## [WORK INSTRUCTIONS]
Extract every row below that contains the word "picture", copying each such row in full.

____ DATASET RECORDS

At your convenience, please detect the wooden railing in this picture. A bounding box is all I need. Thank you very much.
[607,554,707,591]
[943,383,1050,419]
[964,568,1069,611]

________
____ DATASET RECORDS

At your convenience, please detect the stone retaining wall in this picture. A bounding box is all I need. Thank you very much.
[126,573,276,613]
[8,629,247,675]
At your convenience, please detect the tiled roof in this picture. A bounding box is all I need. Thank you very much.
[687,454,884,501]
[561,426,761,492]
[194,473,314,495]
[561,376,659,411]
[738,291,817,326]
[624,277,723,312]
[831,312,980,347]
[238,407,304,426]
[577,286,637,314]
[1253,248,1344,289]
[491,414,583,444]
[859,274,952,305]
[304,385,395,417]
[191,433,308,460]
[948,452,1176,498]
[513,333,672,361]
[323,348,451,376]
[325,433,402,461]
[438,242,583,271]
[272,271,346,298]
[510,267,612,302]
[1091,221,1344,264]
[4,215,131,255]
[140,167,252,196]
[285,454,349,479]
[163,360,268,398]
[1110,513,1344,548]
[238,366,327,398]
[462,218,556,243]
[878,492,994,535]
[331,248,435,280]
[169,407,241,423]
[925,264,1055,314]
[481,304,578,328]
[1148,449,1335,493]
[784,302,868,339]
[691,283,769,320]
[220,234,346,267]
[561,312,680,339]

________

## [ANSWER TO THE TASK]
At your convenience, please detect the wooden railing in this picture. A bounding box is all I need. Thank you very much.
At your convenience, please detect the stone retaining wall in this picture. A bounding box is all I need. Thank you very much.
At your convenience, please detect the tiled roof in this picture. A bounding box is all I need. Thank you very much.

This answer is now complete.